### WHAT TO WORK ON:
Answer these questions from the film notes:
(a) In the first movie described, what holds the information needed to stop the epidemic?
(b) In Wag the Dog, whom do the president's people hire to produce a fictitious war?
(c) Where do the perpetrators plant the old-fashioned 78RPM record?

### PASSAGE TO READ:
Forced to work on the site he eventually finds what they need to know to stop the epidemic. The vital information is in a liquid sample in a test tube. He can't get through to the necessary person on the phone so he goes out to see him personally. Guards attack him in the hallway and, despite his protests and explanations, he is killed and the test tube is broken. It's all futile in this movie.

It's a low-budget action picture and is interesting only as such. The location shooting in Pennsylvania gives the film an interesting look. I wish we had seen more of the locals acting crazy.

Wag the Dog. 1997. Directed by Barry Levinson.

(10/8/00)

So this is what a Barry Levinson film is like. I have heard that his work is an acquired taste and I certainly concur. This is--I think--a comedy, but it is subdued, low-key and really dry. The subject matter is outrageous, but it comes across as understated. It is also pretty damn chilling.

The president of the United States gets involved in a sex scandal that begins to break about two weeks before the election. To deflect attention from this and get him re-elected his people hire a Hollywood producer to produce a fictitious war.

So it is a film about the American people being deceived and manipulated. And what is even more disturbing is the casual way everyone involved talks about it. This is simply "business as usual" as far as they are concerned, a difficult problem which has to be handled.

The mechanics of how theyhandle it are themselves pretty scary. TV stations show a videotape of an Albanian girl running across a bridge in a war-torn village. This footage was manufactured in a studio. The young woman is, in fact, an actress or model running across an empty stage. Everything else was added via technology. The capacity of technology to deceive us, to provide mis-information so vividly that we accept it without questioning it, is straight out of 1984.

So too is the incident when the perpetrators create a song and want to make it an old folksong from 1930 which has been rediscovered. They actually create an old-fashioned 78RPM record and plant it in the Library of Congress where it is duly found. The capacity of technology to recreate the past and manipulate memory is frightening.

I think we are more used to the idea of manipulating the masses. Thus, when the perpetrators of the plot look for a serviceman named Schumann or Schumacher or something and build him up as a war hero who is known by his comrades as "old shoe," it doesn't seem too unbelievable that a fad is started where people throw a lot of old shoes around, similar to the use of yellow ribbons in the Gulf War.

There is another reference to the power of the CIA, similar to that in JFK. CIA agents question the parties responsible for this fictitious war. Robert De Niro appears to have convinced a CIA man that this hoax is really good for his job, but then the CIA announces on the news that the war is over. Why would they do that? For the simple reason that the president's rival struck a better deal with them.

### DATASET CONTENT:
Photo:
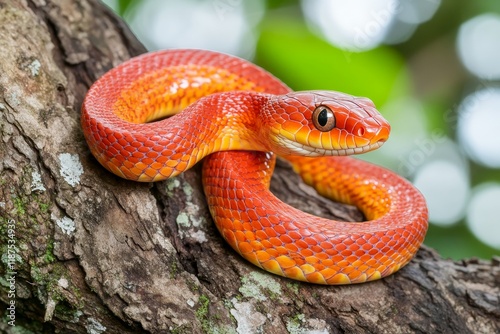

### WRITTEN SOLUTION:
(a) A liquid sample in a test tube.
(b) A Hollywood producer.
(c) In the Library of Congress.